* GIVEN TASK *
Write out, please, the line containing "find yellow banner" together with all lines after it, up to and including the last one, with no other output.

(Point placement records)

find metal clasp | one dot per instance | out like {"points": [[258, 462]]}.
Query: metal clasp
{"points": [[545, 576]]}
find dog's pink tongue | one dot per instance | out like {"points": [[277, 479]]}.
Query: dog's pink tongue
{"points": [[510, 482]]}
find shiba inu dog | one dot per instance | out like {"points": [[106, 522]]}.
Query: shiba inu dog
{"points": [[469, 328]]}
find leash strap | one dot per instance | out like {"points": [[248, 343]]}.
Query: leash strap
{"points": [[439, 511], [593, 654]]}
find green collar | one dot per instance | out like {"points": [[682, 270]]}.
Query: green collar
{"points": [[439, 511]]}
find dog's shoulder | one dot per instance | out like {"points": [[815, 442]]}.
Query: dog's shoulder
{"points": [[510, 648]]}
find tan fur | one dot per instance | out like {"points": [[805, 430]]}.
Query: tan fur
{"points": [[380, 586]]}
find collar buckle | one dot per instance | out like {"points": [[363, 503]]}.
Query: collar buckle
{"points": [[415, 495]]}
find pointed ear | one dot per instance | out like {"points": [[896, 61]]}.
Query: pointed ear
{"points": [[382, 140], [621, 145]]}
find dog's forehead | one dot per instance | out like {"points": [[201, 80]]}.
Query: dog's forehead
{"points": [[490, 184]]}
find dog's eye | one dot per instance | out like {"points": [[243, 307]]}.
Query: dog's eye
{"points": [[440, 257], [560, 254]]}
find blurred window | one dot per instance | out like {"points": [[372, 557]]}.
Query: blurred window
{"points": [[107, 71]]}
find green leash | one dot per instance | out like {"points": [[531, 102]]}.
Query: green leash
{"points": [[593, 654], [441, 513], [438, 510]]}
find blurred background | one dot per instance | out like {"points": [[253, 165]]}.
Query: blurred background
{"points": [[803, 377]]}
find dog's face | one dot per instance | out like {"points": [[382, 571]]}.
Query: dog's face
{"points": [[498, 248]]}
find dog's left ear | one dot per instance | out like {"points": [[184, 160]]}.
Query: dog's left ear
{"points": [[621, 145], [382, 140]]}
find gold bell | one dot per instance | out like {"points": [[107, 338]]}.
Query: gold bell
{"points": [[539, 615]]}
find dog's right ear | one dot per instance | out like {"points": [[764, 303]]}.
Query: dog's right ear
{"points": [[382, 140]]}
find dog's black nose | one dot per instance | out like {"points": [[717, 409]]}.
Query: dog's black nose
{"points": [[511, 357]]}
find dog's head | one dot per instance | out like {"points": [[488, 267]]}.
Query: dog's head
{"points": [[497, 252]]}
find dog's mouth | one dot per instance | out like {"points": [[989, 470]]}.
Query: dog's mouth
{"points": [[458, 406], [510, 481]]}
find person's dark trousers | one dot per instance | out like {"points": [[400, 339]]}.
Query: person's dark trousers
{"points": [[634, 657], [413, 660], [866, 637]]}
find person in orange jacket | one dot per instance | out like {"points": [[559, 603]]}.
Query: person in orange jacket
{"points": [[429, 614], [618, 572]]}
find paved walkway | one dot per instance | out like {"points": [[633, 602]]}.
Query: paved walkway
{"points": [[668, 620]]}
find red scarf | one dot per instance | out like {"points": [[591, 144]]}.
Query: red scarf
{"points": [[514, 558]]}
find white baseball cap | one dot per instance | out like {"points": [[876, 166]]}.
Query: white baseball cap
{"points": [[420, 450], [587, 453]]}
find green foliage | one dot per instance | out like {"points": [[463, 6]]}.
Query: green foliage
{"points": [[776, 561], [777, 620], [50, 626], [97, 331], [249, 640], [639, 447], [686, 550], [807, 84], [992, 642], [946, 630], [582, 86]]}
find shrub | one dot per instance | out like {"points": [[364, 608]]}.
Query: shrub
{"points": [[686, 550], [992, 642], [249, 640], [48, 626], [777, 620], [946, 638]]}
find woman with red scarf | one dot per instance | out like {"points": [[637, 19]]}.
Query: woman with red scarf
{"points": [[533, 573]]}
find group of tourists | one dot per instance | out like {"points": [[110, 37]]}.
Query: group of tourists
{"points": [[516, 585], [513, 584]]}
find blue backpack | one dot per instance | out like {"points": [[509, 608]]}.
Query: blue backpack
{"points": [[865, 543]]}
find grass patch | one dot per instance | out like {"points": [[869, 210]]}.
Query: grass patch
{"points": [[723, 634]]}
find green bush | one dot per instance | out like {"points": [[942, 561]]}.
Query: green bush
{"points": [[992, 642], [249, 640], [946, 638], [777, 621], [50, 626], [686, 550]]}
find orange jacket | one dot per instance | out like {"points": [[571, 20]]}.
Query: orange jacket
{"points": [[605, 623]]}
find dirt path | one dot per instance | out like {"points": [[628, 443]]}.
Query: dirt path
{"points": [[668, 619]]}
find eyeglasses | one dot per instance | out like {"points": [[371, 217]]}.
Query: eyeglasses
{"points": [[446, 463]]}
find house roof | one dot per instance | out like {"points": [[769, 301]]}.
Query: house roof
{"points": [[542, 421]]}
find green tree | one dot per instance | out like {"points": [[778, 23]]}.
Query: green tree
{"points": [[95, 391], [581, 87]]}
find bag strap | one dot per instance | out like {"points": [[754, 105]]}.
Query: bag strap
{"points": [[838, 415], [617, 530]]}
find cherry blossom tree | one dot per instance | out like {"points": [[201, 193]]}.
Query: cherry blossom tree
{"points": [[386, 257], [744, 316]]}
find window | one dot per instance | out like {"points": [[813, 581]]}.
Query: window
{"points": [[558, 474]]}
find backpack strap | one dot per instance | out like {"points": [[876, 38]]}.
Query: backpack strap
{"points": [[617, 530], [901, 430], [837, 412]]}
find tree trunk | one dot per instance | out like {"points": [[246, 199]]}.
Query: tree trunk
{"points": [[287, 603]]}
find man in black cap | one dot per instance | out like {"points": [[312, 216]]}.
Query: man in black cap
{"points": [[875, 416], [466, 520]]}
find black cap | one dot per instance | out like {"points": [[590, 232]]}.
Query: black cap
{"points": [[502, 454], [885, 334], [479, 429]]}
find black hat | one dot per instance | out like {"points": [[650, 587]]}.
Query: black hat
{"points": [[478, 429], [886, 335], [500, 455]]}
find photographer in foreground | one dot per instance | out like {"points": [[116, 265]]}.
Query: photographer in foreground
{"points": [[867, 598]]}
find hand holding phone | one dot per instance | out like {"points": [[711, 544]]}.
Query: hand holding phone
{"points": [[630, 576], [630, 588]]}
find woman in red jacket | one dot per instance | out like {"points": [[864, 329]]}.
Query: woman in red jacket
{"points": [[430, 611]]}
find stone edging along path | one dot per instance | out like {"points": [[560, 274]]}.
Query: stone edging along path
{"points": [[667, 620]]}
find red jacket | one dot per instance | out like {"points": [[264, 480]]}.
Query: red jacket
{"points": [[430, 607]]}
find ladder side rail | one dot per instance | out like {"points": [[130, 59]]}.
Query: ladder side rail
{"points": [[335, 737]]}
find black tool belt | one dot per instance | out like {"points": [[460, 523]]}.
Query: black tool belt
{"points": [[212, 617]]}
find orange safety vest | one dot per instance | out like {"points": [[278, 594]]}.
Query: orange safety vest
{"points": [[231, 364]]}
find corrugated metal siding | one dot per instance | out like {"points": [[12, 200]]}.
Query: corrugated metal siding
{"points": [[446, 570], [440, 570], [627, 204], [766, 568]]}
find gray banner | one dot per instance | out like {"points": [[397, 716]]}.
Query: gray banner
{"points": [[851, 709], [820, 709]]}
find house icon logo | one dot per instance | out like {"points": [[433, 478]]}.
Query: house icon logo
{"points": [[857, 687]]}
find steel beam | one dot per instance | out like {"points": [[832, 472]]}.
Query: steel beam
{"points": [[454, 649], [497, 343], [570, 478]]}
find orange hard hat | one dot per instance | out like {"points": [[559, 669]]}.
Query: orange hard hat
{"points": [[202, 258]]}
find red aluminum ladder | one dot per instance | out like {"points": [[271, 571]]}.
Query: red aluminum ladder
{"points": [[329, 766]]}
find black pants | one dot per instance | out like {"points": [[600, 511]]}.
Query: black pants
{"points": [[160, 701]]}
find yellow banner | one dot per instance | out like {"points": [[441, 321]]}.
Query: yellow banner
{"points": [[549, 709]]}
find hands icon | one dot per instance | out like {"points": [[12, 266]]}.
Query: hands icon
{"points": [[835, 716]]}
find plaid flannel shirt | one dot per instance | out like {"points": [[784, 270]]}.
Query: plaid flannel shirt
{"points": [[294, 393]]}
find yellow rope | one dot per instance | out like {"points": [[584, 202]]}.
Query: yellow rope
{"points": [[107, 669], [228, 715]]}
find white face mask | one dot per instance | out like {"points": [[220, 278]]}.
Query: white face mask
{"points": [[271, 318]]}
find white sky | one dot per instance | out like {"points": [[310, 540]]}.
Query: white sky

* THE COMPLETED TASK *
find yellow banner | one dot per instance | out like {"points": [[441, 321]]}.
Query: yellow banner
{"points": [[549, 709]]}
find hands icon | one dot per instance | out like {"points": [[12, 266]]}.
Query: hands icon
{"points": [[835, 716]]}
find plaid flannel shirt | one dot per instance | out like {"points": [[784, 270]]}.
Query: plaid flannel shirt
{"points": [[294, 393]]}
find yellow rope | one dot per instance | out like {"points": [[584, 202]]}.
Query: yellow rope
{"points": [[107, 669], [228, 715]]}
find white face mask | one dot per instance | out like {"points": [[220, 278]]}.
Query: white face mask
{"points": [[271, 318]]}
find white sky | one dot per instance | out like {"points": [[310, 540]]}.
Query: white sky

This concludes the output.